ABOUT THIS TASK:
Check each line of the data, and copy those where "biplane" appears.

───── DATA LISTING ─────

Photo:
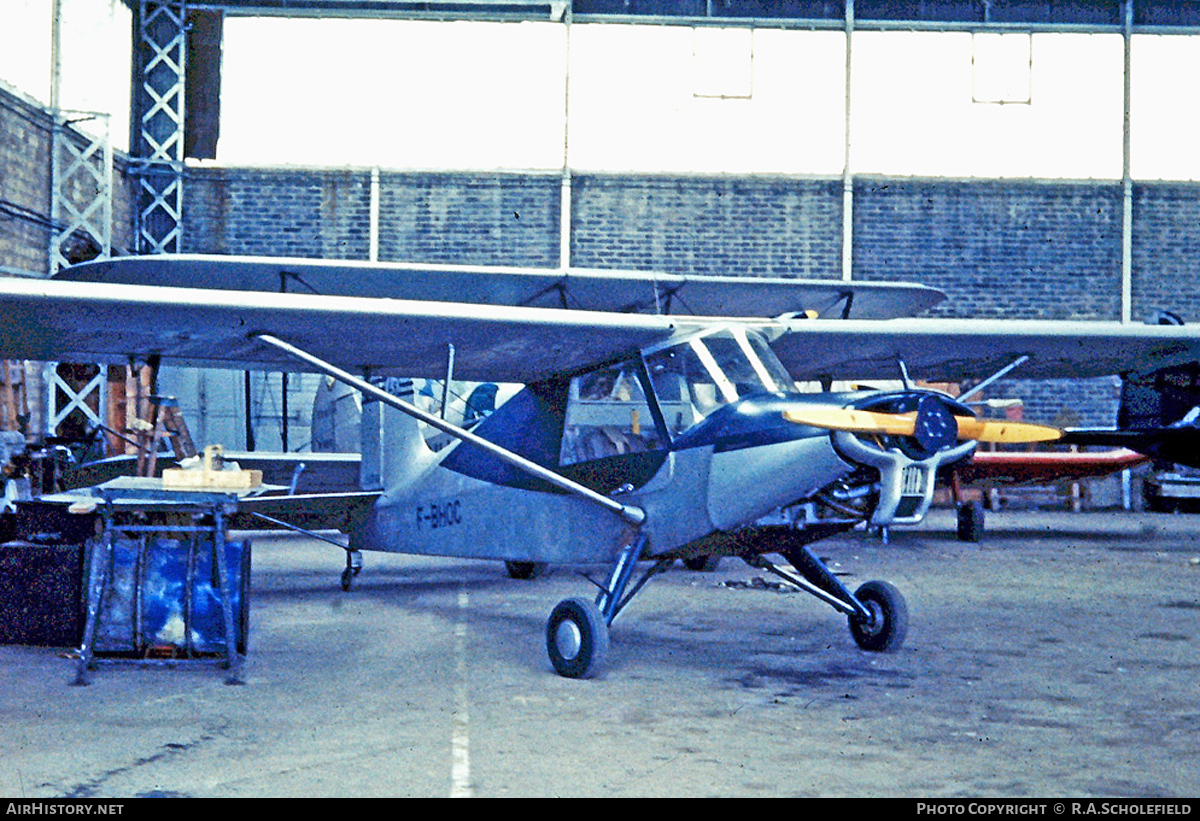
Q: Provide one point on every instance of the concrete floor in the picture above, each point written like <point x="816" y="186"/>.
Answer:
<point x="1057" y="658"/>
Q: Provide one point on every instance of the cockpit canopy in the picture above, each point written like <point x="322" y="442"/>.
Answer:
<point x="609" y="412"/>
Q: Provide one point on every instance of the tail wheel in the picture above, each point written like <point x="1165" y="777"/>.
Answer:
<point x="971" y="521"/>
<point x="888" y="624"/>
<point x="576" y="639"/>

─────
───── DATA LISTING ─────

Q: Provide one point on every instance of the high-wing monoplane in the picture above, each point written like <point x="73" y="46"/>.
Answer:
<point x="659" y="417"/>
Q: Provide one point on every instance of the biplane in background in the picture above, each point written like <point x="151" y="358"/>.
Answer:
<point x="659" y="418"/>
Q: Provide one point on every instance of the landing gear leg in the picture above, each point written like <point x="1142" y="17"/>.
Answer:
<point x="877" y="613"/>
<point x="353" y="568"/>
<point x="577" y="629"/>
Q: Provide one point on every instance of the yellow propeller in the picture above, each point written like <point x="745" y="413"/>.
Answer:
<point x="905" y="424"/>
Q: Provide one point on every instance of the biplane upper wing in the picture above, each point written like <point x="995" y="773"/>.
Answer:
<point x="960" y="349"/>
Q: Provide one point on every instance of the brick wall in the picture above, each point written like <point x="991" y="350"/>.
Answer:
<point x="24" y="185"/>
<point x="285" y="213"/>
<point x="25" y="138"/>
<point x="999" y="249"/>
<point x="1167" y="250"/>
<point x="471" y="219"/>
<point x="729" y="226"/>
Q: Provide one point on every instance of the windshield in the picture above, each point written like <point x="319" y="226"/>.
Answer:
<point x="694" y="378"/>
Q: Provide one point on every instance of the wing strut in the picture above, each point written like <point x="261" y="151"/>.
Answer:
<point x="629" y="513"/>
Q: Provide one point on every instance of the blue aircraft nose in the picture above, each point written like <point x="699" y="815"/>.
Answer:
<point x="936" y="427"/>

─────
───── DATA LISTING ─────

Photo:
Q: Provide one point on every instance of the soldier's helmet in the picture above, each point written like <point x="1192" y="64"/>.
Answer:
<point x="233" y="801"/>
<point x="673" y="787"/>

─────

EXERCISE SOLUTION:
Q: Provide one point on every instance of the biplane in background in the picture above, each point written like <point x="151" y="358"/>.
Q: Provide one point on every instance of the biplane upper wing in the picture above, each point written like <point x="995" y="773"/>.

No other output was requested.